#### TEXTE SOURCE
>>>>

Marion Zilio
Faceworld. Le visage au 21e siècle
PUF, 192 p., 19 euros
Qu’est-ce qu’un visage ? Ou, plutôt, de quoi est-il le nom et quels effets produit-il ? Dans un essai novateur, Marion Zilio questionne l’objet visage et déconstruit le socle épistémologique à partir duquel on l’a souvent appréhendé, à savoir comme lieu de l’intériorité, miroir de l’âme, expression des sentiments ou signature de la subjectivité. Traversant l’histoire de l’art (celle du portrait, l’avènement de la photographie…), la philosophie, les sciences humaines, elle soustrait le visage à sa naturalité, à son essentialisation, pour en pointer la construction. Loin d’être donné, le visage est produit par des dispositifs de pouvoir et de savoir, s’avère le résultat d’une cartographie juridique, politique… Faisant fond notamment sur les analyses deleuzio-guattariennes du visage comme instance de surcodage, de signifiance (et leur corrélat, l’appel à une dévisagéification, à un devenir imperceptible), l’auteure interroge l’évolution du visage pris comme artefact technique, ses métamorphoses d’une quête existentielle (modélisation d’un visage choisi, ouvrant sur l’altérité, l’androgynie chez Claude Cahun) en opérateur générant dés-identification, montage d’artifices (Cindy Sherman). Zilio prend à rebrousse-poil la thèse associant inflation des selfies et inflation du narcissisme. Que devient le visage contemporain immergé dans une économie de flux, de simulacres, de procédures de surveillance ? Que véhicule-t-il comme enjeux métaphysiques, politiques, comme rapports intersubjectifs à l’ère des selfies, de son embrigadement algorithmique ? En arrière de ces questions que Zilio explore de manière percutante, l’on se tournera vers une tout autre approche, l’approche lévinassienne, se demandant quelle place demeure pour le Visage comme sommation par l’Autre, espace de l’éthique.

<<<<

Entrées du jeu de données
>>>>

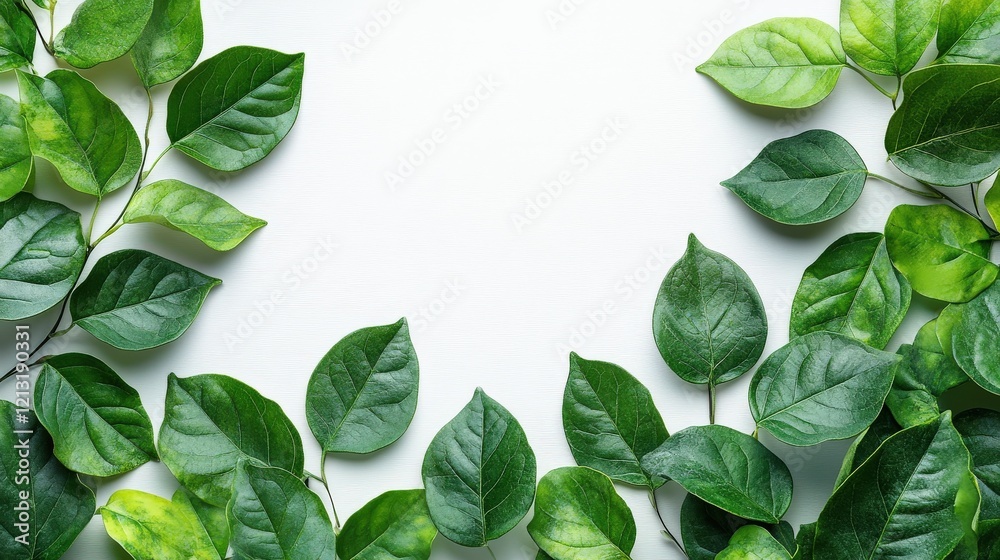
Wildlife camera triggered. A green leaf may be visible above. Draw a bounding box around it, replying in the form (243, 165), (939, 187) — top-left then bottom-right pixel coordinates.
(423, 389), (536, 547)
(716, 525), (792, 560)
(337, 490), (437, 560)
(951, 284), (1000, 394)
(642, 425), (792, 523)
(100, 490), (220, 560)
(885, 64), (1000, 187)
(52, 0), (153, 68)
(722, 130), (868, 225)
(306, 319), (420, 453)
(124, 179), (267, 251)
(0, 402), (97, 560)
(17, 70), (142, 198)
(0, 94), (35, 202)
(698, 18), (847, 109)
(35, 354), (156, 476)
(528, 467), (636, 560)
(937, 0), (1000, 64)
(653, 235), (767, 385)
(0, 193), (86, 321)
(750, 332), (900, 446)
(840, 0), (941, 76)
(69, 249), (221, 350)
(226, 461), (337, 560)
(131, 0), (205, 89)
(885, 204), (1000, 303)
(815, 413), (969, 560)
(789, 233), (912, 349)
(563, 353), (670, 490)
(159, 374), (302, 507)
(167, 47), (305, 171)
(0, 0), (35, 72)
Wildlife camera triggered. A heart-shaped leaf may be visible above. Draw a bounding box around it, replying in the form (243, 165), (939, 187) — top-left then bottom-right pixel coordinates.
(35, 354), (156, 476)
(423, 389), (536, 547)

<<<<

Répondez aux questions suivantes à partir de la recension de Faceworld.
(a) Quel éditeur publie l'essai, et à quel prix ?
(b) À propos de quelle artiste la recension évoque-t-elle l'androgynie ?
(c) Quelle thèse Zilio prend-elle à rebrousse-poil ?
Seule la recension sert de référence pour répondre.

(a) Les PUF, au prix de 19 euros.
(b) Claude Cahun.
(c) La thèse associant inflation des selfies et inflation du narcissisme.